» Lines of data:
[Start]

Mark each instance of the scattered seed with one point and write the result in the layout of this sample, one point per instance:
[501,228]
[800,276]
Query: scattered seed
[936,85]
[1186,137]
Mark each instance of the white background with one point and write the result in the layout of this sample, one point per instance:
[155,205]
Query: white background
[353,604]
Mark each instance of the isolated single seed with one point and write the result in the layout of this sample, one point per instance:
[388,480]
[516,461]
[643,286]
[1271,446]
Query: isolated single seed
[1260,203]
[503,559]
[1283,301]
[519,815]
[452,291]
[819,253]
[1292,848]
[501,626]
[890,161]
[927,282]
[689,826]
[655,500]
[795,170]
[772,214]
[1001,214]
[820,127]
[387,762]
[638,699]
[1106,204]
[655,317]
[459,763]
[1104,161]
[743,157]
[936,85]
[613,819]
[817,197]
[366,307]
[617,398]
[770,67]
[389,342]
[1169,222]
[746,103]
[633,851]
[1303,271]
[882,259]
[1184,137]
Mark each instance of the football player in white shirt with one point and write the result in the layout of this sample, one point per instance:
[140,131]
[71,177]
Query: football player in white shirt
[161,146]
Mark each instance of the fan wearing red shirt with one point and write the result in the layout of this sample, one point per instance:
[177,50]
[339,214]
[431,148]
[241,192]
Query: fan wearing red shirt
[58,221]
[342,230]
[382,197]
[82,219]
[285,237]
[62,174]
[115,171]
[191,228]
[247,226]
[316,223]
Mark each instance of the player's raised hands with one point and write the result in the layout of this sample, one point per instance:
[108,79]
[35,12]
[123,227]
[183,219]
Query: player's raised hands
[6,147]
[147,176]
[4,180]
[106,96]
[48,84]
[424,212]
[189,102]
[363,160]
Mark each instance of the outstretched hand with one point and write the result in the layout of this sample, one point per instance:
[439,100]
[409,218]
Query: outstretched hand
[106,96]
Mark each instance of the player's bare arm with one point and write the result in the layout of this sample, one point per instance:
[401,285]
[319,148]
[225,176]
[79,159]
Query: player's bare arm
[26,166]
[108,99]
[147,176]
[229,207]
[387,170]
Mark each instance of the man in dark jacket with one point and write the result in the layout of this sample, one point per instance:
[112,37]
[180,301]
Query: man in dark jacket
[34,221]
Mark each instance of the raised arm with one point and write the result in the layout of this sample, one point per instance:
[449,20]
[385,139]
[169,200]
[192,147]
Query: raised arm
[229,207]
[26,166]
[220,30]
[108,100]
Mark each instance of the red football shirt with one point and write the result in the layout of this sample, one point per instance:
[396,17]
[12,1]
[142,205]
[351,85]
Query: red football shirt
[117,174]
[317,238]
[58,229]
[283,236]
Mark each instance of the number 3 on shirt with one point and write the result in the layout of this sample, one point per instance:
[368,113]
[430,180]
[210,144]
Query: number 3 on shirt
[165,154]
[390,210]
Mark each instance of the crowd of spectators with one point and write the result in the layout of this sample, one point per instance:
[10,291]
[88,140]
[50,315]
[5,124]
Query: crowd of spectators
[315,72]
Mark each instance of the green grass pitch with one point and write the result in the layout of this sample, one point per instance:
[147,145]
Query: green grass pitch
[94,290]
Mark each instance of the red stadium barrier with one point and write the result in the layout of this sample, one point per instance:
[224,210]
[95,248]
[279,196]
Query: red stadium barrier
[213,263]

[End]

Reproduce the entries above from the line containing "Mark each instance of the man" through the end of the entries, requests included. Offset every coordinate in the answers by -121.

Mark each instance of the man in dark jacket with one point and write the result in the layout of this sample, one point per instance:
[112,37]
[180,301]
Query: man in dark jacket
[-87,100]
Mark each instance of the raised arm with one point and write the result in the layout of this sample, one point per instance:
[449,20]
[385,139]
[169,200]
[192,147]
Query: raised arm
[108,86]
[-95,45]
[99,-91]
[-13,-21]
Mark each instance of the red football shirt with one point and write the result in the layout of this sample, one point per instance:
[396,17]
[12,1]
[142,205]
[351,85]
Query: red football shirt
[-4,53]
[196,117]
[-63,108]
[162,115]
Mark each instance of the number 3 on shirt with one point and write the result in the layout of this sample, one point per instance:
[368,113]
[430,180]
[210,144]
Query: number 3 on shirt
[44,33]
[269,89]
Mark each instance of the crowd of spectators with one point and write the result in the layout of this sample, one point per instance:
[10,291]
[88,140]
[50,315]
[5,124]
Query: crowd of spectators
[194,-49]
Mark each instance of the green grass pitch with one point and write the result in the layout of this sample, one point per instance:
[147,145]
Query: green grass pitch
[-27,169]
Mark each instance of the red stadium barrier with one point and write the result in the layout of this sample, one point per instance:
[224,210]
[95,248]
[279,196]
Query: red stadium barrier
[92,142]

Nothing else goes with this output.